ASSIGNMENT: Which lines of the entries below contain the string "window"? Copy each one.

Image point grounding data:
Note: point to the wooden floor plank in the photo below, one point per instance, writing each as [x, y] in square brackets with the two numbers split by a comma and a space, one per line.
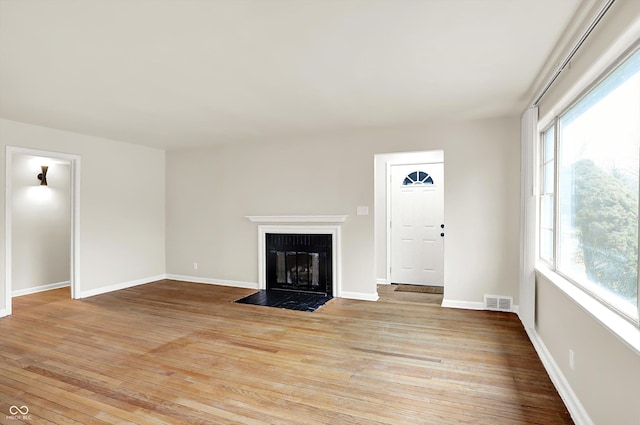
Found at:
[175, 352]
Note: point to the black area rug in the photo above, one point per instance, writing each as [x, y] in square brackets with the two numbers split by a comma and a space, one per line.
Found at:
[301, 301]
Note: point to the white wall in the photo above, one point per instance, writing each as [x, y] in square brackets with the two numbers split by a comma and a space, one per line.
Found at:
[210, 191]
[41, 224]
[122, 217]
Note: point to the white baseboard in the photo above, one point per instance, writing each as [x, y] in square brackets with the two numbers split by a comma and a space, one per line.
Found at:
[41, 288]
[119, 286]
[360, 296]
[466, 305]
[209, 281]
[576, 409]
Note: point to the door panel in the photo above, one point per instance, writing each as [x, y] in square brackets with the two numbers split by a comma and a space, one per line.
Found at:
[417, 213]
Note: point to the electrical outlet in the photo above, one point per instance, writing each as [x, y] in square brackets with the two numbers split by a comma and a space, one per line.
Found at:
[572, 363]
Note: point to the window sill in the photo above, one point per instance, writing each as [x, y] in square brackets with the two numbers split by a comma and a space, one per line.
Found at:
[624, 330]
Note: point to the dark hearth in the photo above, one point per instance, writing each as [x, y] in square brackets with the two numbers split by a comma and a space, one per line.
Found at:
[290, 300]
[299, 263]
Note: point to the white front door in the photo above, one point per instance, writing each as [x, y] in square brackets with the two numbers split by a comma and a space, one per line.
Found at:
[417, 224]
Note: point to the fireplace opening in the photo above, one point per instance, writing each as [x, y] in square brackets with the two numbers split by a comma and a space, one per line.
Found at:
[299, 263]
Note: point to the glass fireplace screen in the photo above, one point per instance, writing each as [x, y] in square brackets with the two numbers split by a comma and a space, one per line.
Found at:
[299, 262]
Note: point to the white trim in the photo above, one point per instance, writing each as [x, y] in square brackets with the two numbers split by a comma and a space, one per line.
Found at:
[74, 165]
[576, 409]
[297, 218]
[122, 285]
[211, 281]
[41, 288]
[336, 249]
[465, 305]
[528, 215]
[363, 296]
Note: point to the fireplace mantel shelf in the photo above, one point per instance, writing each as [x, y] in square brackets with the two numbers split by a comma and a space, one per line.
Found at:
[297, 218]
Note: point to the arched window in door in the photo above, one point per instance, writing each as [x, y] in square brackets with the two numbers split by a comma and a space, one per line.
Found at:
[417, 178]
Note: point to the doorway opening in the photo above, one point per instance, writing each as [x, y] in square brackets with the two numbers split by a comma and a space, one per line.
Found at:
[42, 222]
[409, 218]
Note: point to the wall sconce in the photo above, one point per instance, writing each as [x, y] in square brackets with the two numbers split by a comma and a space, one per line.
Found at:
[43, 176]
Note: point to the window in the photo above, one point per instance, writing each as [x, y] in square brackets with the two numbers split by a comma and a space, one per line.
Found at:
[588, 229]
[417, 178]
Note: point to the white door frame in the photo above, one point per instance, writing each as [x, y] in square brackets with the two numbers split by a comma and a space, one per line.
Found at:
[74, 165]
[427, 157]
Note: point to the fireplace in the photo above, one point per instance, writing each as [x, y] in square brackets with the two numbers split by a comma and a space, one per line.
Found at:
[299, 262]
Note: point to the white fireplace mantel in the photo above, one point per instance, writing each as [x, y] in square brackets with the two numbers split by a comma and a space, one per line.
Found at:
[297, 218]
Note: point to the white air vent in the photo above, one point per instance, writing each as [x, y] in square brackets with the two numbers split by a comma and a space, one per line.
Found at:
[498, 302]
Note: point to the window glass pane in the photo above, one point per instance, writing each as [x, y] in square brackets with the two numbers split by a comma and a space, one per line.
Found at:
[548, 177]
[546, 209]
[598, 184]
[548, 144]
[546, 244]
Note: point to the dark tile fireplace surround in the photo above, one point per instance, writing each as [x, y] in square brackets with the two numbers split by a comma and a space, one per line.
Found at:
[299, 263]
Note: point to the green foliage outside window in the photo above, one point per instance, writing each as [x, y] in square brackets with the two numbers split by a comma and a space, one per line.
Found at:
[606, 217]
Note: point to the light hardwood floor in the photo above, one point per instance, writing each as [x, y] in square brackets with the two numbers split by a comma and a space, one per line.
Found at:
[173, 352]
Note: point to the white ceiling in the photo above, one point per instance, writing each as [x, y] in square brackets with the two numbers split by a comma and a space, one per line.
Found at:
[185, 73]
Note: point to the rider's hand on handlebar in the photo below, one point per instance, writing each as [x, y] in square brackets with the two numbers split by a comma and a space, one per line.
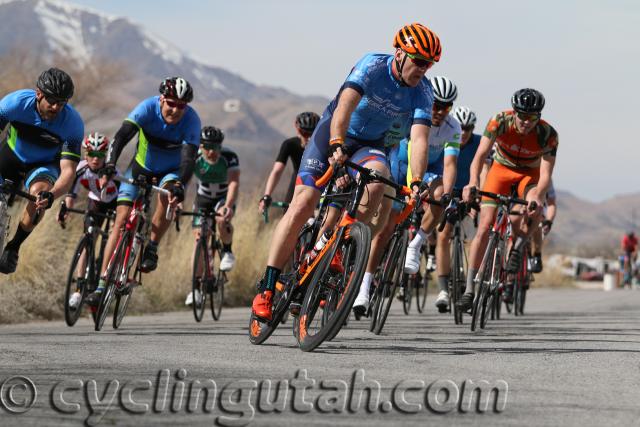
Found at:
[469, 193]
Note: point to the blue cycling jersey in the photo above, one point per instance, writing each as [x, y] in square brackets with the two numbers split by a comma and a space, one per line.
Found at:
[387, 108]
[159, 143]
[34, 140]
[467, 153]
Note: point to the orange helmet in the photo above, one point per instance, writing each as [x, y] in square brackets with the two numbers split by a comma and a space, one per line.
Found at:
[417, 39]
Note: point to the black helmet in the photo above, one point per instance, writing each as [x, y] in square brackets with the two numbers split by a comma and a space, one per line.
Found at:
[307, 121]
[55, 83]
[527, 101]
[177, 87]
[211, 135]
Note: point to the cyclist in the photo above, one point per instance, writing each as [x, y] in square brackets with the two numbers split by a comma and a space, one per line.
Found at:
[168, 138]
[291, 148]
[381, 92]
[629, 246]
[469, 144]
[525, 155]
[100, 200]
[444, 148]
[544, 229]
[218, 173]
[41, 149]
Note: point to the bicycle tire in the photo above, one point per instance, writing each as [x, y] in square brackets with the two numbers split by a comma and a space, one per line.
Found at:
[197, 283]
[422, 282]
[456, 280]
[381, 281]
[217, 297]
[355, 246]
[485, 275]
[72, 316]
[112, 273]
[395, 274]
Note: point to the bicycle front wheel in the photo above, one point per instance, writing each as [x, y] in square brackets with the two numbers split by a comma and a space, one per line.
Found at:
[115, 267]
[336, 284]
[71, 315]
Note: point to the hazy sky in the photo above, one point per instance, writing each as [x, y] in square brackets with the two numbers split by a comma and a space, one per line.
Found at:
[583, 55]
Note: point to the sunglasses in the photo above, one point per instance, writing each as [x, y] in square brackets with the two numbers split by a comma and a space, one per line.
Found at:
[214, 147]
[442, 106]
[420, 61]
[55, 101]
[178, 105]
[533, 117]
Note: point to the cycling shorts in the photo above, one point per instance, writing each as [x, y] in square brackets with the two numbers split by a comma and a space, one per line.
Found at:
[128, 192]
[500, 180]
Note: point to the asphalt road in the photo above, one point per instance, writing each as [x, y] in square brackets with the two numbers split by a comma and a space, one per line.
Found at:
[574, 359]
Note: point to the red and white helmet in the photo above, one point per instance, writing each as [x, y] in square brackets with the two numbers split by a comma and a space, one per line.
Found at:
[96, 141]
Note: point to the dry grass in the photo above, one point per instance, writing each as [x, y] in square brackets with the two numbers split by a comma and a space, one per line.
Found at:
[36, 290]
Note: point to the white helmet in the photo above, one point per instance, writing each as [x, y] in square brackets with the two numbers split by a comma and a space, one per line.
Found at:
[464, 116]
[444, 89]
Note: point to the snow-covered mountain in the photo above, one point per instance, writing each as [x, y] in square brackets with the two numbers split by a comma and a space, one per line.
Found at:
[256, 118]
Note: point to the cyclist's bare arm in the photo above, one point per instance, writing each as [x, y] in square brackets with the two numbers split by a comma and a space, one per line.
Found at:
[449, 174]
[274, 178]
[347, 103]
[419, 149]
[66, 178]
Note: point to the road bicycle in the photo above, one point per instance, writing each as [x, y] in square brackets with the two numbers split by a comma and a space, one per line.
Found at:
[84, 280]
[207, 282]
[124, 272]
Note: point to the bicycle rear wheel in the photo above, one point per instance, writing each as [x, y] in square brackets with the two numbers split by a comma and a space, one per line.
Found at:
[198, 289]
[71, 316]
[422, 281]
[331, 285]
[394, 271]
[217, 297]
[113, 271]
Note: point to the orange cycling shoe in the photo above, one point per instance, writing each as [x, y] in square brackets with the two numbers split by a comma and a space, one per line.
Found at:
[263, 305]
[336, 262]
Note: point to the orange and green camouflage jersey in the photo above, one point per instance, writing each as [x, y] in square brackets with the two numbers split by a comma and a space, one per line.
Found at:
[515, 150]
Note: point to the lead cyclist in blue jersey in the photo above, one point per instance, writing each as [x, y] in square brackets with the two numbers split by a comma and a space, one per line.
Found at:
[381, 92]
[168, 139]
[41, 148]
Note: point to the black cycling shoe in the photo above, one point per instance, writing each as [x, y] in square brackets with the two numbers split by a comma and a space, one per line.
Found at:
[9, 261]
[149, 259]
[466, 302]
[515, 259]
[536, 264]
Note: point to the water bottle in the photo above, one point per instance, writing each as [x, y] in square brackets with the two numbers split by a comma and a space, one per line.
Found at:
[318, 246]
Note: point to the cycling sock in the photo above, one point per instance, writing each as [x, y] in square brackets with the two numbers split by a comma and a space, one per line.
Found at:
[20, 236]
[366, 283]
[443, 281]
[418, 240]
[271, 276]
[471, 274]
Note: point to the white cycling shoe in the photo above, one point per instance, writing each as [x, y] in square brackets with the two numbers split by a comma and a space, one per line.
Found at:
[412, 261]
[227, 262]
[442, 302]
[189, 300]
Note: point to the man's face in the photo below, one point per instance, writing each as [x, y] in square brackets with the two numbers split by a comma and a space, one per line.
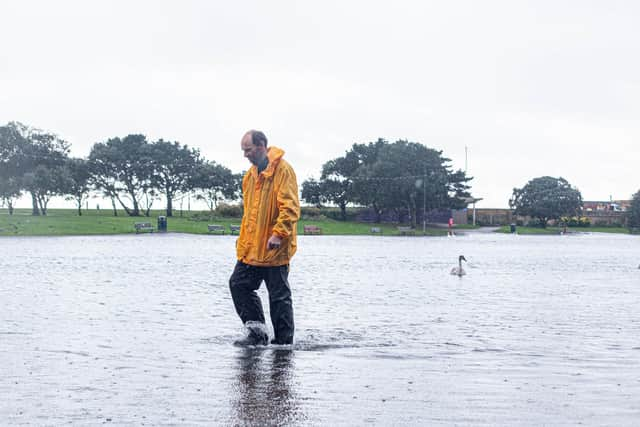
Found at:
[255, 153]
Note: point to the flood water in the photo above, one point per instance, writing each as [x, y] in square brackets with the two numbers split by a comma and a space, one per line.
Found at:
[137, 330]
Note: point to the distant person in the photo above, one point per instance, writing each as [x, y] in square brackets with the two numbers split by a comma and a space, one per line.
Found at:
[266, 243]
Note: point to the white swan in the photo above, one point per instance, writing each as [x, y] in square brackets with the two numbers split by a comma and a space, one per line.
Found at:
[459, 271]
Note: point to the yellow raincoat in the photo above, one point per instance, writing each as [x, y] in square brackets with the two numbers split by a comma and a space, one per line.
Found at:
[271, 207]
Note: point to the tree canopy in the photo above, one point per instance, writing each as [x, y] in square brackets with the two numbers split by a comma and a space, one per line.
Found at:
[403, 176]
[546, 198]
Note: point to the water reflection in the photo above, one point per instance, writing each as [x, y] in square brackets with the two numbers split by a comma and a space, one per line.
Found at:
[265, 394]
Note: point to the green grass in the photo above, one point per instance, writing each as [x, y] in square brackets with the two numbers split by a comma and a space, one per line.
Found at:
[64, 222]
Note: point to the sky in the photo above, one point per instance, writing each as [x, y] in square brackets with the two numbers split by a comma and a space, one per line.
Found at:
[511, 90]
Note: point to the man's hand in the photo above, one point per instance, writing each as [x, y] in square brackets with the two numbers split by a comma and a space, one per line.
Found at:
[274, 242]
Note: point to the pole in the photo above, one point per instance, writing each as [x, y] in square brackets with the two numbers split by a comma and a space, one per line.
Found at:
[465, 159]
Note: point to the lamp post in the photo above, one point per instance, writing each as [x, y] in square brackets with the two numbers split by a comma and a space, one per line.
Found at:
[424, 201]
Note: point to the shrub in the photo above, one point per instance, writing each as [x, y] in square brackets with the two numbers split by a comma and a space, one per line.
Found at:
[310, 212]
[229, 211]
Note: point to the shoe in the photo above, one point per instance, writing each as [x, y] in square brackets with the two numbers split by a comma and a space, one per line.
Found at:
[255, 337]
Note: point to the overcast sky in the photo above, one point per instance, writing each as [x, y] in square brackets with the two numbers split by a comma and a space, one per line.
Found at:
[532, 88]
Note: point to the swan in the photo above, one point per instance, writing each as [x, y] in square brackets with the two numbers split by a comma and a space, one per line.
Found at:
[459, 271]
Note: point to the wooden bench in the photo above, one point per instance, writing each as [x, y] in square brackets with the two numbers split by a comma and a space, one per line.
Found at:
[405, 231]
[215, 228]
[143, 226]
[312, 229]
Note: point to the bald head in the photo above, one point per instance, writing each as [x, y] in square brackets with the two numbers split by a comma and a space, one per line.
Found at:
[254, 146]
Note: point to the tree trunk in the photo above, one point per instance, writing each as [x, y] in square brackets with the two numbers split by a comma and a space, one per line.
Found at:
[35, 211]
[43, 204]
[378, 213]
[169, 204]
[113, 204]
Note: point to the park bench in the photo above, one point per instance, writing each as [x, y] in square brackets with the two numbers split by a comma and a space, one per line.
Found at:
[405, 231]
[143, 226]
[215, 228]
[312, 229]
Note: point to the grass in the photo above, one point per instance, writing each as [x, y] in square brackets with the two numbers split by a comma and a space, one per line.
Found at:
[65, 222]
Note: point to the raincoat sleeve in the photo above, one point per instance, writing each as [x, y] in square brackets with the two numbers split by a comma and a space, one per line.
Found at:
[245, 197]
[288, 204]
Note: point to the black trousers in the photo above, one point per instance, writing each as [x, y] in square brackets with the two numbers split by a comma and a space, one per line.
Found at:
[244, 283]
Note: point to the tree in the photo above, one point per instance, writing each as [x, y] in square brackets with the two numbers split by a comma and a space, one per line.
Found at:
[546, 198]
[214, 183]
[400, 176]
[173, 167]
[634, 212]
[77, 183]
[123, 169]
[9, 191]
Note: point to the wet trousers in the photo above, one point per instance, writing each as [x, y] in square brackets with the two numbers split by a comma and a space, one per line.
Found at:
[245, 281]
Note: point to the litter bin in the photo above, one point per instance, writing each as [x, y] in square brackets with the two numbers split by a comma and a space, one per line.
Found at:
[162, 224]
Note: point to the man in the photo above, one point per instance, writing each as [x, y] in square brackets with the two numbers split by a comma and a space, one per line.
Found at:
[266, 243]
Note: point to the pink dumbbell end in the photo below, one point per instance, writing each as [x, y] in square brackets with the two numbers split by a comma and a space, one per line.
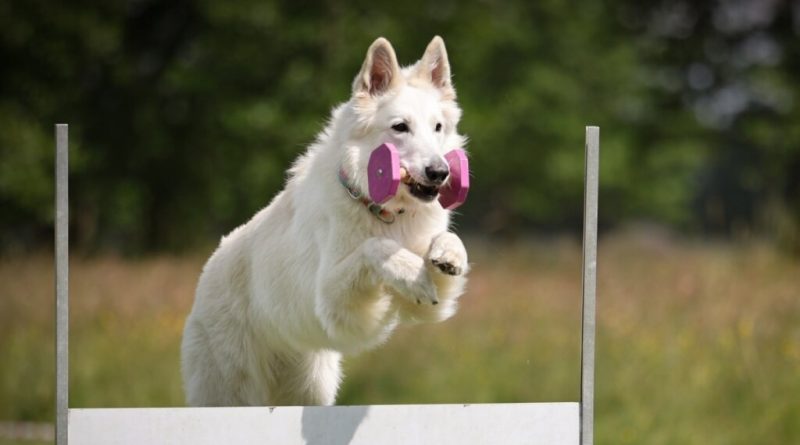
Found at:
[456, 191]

THE COMPLETED TASK:
Note: point to the window sill in the photo above, one point per instance, writing each as [x, y] in square brackets with the two numbers split by a comma and a space, one per line.
Note: point to the arched window in door in the photo above, one point per instance, writing each as [x, y] in square brackets with the two numbers split by a comma and a space, one per line.
Note: point to the window in the photo above, one point per instance, writing each as [x, y] in square brackets with the two numbers split by a comma and a space, one per line.
Note: point to the window glass pane in the photo above, one point per instance, writing each as [x, y] in square brackets with the two numbers split by a comma and a space, one per line.
Note: point to the green foliage outside window in the photo above, one point per instance, writing each as [x, y] in square brackets with the two numbers split by a comma and a space, one per line.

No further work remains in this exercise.